▶ Aim of the task
Please continue the passage on controlling severe nasal bleeding after maxillofacial trauma, picking up right after its last sentence.

▶ Text excerpt

If local measures are insufficient for hemostasis and the patient begins to develop hemodynamic instability, which can lead to shock, invasive measures must be considered. Several studies have proposed criteria to guide this decision-making process. ^{Chen et al. (2009}) proposed that, if systolic blood pressure falls below ≤ 90 mmHg or fluid replacement in excess of 1500 mL is required, arterial embolization should be considered immediately. However, most authors consider failure of conservative treatment or instability of vital signs as the trigger for invasive interventions such as vessel ligation or angioembolization (Wu et al.; Cogbill et al.; Noy et al.). In the case reported herein, instability of vital signs and persistent bleeding despite anterior and posterior nasal packing justified invasive intervention arterial embolization.

Oronasal hemorrhage from venous origin or minor arterial vessels due to maxillofacial trauma can often be managed efficiently with packing, however, if bleeding persists and represent risk for the patient’s life, vessels ligation and arterial embolization are treatment options (Wu et al.).

External carotid artery ligation rarely proves effective for control of nasal hemorrhage, due to the extensive contralateral vasculature (Cogbill et al.; ^{de Bonnecaze et al.; Debelmas et al., 2017}). Furthermore, the complications associated with ECA ligation are substantial and the procedure requires general anesthesia, which poses additional risk and increases morbidity and mortality in hemodynamically unstable patients. The ligation of the external carotid, is a complicated surgery and can damage the vagus and hypoglossal nerves, and other structures (de Bonnecaze et al.).

▶ Dataset content
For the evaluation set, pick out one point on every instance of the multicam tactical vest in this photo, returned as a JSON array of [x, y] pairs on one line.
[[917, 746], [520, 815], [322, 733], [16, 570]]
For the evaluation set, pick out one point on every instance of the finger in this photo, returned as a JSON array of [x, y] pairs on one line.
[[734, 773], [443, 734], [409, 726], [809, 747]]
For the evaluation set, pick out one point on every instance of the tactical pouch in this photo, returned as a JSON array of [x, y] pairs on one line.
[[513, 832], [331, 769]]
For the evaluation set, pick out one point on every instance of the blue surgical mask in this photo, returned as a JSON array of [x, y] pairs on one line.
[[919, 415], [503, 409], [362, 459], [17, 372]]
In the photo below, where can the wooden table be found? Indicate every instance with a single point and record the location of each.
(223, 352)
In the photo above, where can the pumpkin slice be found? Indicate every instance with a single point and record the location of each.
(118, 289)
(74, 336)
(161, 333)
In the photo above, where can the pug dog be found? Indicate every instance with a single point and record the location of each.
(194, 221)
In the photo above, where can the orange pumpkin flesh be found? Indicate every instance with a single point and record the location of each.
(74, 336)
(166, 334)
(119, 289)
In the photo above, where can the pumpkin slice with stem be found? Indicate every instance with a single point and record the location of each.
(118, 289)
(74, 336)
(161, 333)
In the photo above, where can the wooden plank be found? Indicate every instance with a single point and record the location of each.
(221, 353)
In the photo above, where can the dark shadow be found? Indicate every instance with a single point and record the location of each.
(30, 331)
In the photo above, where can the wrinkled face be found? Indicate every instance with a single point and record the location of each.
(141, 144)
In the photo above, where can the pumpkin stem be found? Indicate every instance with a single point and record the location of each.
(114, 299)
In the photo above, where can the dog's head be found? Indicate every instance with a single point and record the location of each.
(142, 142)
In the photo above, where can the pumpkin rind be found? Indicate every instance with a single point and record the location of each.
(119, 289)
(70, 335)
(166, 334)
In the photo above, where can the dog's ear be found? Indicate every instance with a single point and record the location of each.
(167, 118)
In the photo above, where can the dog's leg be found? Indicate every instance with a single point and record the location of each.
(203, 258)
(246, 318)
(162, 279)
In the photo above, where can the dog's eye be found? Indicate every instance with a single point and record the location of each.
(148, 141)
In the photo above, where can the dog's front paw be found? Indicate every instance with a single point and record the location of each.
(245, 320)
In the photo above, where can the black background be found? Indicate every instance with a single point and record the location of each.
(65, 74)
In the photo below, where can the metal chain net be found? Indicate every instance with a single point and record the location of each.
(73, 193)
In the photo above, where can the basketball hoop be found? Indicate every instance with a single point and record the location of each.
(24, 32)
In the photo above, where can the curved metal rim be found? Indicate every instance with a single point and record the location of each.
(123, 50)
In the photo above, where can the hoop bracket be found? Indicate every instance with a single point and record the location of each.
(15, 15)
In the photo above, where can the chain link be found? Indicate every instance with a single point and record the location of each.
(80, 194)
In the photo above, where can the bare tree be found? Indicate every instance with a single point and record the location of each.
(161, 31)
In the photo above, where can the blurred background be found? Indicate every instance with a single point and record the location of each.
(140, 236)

▶ Task answer
The options available for invasive treatment of severe epistaxis are vessel ligation (of the external carotid artery or maxillary artery) and arterial embolization. The Emergency Department staff of Hospital da Cidade de Passo Fundo, prefer use arterial embolization as a treatment option, as currently offers huge benefit in the management of epistaxis (^{Reyre et al., 2015}).

Arterial embolization provides several advantages over vessel ligation. Surgical exploration of complex wounds, with attendant edema, soft tissue defects and comminuted fractures, can be extremely challenging. Microcatheter angiography can be performed at sites remote from the actively bleeding lesion and different sources of bleeding-often bilateral-can be identified by fluoroscopy (as extravasation of contrast media from the affected artery) and controlled by embolization, a procedure that can be performed relatively quickly and under local anesthesia (Chen et al.; Yas). Angiography can also identify bleeding originating from the ethmoid arteries, branches of the ophthalmic artery, an event that requires direct surgical access and vessel ligation for hemostasis (Debelmas et al.). Furthermore, preembolization angiography can provide valuable information on vascular abnormalities and the extent of the site of bleeding (Strach et al.; Beck et al.).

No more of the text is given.